::: Quoted passage
The results in the console are:

Elapsed time: 1445 ms (std::string + seek)
Elapsed time: 21519 ms (stream + seek)
Elapsed time: 860 ms (std::string + ignoring)
Elapsed time: 19046 ms (stream + ignoring)

Ha, this is a totum revolutum problem, In case you set N1=100000 and N2=0 (a lot of matching lines only) the stream+seek parser beats the other 3 options, including the ignoring line! I would love to understand this, Still my assumption was that stream was appending not matching dates, but after this last test I am just totally lost. I understand that std::string cases are penalized due to allocation of 1e6 str format dates. But why stream+ignore version is penalized here? Should I give up or there is any explanation? — Pablo, Apr 07 '18 at 00:07
"stream+ignore" means "(parse-date-time&discard) + ignore". As my answer outlines (see "Summary") the cost of parsing is the main cost here, even though I [expected](https://stackoverflow.com/questions/49502728/several-matches-in-a-one-pass-parser#comment86066779_49503266) it to be on par with the string allocations. Therefore the fact that the parses are being done even when the line is discarded hurts doubly. — sehe, Apr 07 '18 at 00:49

sehe · Accepted Answer · 2018-04-07T18:34:18.967

Okay, in the code posted, 70%¹ of time is spent in the stream's underflow operation.

I ~~haven't looked into /why/ that is, but instead~~² wrote a few naive implementations to see whether I could do better. First steps:

² Update I've since analyzed it and provided a PR.

The improvement created by that PR does not affect the bottom line in this particular case (see SUMMARY)

drop operator>> for Timestamp (we won't be using that)
replace all instances of '[' >> stream >> ']' with the alternative '[' >> raw[*~char_(']')] >> ']' so that we will always be using the trait to transform the iterator range into the attribute type (std::string or Timestamp)

Now, we implement the assign_to_attribute_from_iterators<structs::Timestamp, It> trait:

Variant 1: Array Source

template <typename It>
struct assign_to_attribute_from_iterators<structs::Timestamp, It, void> {
    static inline void call(It f, It l, structs::Timestamp& time) {
        boost::iostreams::stream<boost::iostreams::array_source> stream(f, l);

        struct std::tm tm;
        if (stream >> std::get_time(&tm, "%Y-%b-%d %H:%M:%S") >> time.ms)
            time.date = std::mktime(&tm);
        else throw "Parse failure";
    }
};

Profiling with callgrind: (click for zoom)

It does improve considerably, probably because we make the assumption that the underlying char-buffer is contiguous, where the Spirit implementation cannot make that assumption. We spend ~42% of the time in time_get.
::::::
::: Recorded data
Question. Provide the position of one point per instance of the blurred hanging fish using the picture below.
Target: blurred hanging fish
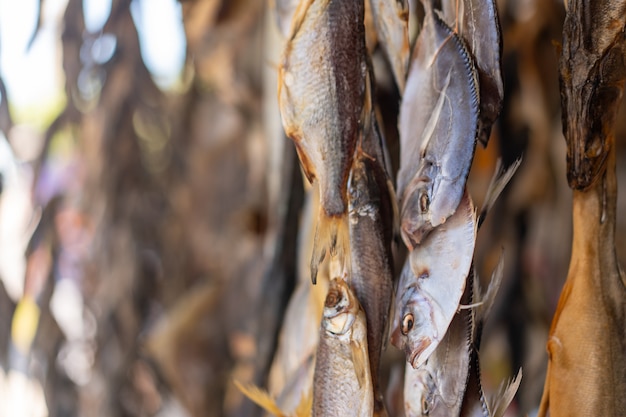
::::::
■ Instruction
Carry the forum thread on timestamp parsing speed forward from its last sentence.

■ Answer for this exercise
Roughly speaking, 25% of time is devoted to locale stuff, of which a worrying ~20% is spent doing dynamic casts :(

Variant 2: Array Source with re-use

Same, but reusing a static stream instance to see whether it makes a significant difference:

static boost::iostreams::stream<boost::iostreams::array_source> s_stream;

template <typename It>
struct assign_to_attribute_from_iterators<structs::Timestamp, It, void> {
    static inline void call(It f, It l, structs::Timestamp& time) {
        struct std::tm tm;

        if (s_stream.is_open()) s_stream.close();
        s_stream.clear();
        boost::iostreams::array_source as(f, l);
        s_stream.open(as);

        if (s_stream >> std::get_time(&tm, "%Y-%b-%d %H:%M:%S") >> time.ms)
            time.date = std::mktime(&tm);
        else throw "Parse failure";
    }
};

Profiling reveals is no significant difference).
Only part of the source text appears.